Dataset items
========

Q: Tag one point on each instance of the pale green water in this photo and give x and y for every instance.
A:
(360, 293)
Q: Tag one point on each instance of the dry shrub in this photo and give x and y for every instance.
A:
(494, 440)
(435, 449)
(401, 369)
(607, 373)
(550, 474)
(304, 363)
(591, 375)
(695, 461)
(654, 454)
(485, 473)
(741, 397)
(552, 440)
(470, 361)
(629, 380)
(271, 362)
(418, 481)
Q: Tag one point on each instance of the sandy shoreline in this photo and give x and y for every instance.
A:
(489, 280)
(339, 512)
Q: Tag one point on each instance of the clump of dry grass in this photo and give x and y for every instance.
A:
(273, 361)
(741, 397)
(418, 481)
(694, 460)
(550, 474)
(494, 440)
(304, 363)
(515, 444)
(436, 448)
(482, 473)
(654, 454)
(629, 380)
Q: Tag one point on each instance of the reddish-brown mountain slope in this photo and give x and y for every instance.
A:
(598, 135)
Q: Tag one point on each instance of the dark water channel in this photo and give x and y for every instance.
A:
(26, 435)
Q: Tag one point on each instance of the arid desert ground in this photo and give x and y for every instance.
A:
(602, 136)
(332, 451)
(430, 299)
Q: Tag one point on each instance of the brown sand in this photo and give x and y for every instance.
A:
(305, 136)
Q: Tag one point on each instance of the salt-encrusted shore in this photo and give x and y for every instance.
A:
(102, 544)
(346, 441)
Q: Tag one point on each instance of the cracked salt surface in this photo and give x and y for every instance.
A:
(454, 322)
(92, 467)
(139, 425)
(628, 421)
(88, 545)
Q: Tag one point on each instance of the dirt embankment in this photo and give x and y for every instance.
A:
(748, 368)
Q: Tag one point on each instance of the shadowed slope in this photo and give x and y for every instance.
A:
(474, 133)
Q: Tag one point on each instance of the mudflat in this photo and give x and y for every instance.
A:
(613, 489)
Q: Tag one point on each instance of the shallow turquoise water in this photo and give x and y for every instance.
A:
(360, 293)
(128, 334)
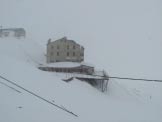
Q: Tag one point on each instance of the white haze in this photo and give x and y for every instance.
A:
(123, 37)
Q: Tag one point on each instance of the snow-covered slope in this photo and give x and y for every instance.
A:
(123, 37)
(18, 63)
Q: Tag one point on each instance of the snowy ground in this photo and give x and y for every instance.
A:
(123, 102)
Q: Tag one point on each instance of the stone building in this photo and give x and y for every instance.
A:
(64, 50)
(12, 32)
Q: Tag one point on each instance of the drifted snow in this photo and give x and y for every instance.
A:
(122, 102)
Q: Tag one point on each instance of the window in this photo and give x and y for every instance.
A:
(81, 54)
(68, 47)
(67, 53)
(57, 53)
(51, 53)
(73, 53)
(58, 47)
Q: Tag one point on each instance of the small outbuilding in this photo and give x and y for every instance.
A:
(64, 50)
(12, 32)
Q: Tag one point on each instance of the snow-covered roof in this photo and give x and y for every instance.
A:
(67, 64)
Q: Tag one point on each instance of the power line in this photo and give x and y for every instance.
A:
(10, 87)
(134, 79)
(39, 96)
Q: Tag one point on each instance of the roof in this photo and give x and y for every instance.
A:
(12, 29)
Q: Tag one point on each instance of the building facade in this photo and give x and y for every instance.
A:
(12, 32)
(64, 50)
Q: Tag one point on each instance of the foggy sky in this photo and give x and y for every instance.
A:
(122, 36)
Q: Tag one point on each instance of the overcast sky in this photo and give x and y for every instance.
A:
(122, 36)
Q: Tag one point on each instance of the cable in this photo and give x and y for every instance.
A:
(134, 79)
(38, 96)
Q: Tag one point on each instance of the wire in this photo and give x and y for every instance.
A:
(39, 96)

========

Starting at the line that contains "Q: Tag one point on each instance of the roof" and continuing through the end of the data, rewrite every line with each coordinate multiplied by 2.25 and rounded to the nearest whole number, halves rounded up. Leave all other text on those lines unchanged.

Q: Tag one point on each instance of the roof in this photo and give x and y for every instance.
A:
(27, 65)
Q: Tag one point on each instance of the building facade in this photo and give x and y for every instance.
A:
(27, 72)
(144, 113)
Q: Tag one point on each instance of the foggy sky in this photo and give x and y for every instance.
A:
(275, 81)
Q: Tag one point on each instance of the overcast sky in this photo and give x and y for every instance.
A:
(275, 81)
Q: Tag one point on each instance of the cable in this photo and give x and y for every instance.
A:
(302, 178)
(86, 216)
Q: Tag one point on each instance of the wire in this photo and give x and y for every instance.
A:
(88, 216)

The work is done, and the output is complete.